--- Work task ---
Lines holding the string "marker" are the ones to copy; find them all in the data.

--- Information given ---
----------

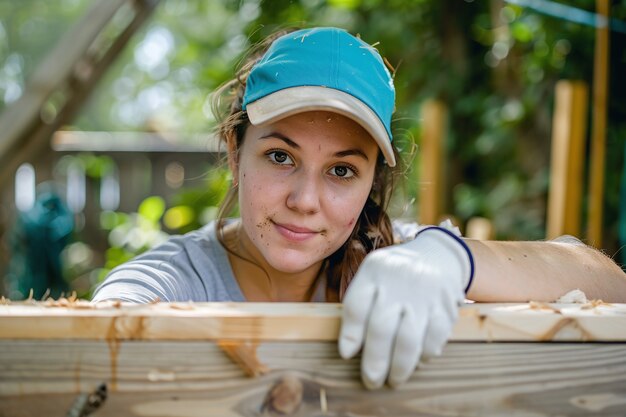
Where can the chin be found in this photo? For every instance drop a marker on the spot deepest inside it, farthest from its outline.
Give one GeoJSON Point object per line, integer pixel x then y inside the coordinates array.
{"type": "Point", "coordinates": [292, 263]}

----------

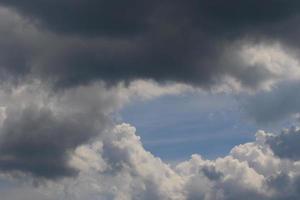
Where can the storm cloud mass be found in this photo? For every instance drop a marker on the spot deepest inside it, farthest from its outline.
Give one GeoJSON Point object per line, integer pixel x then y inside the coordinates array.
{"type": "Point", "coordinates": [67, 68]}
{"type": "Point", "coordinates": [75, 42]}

----------

--- Answer section ---
Where can the chin be found in this photo? For every instance drop a marker on the spot deepest inside it, farthest from its outline.
Where can the storm cloud mass be found in this photo? For every instance drop a marker on the spot deepest inside it, farthest from its outline.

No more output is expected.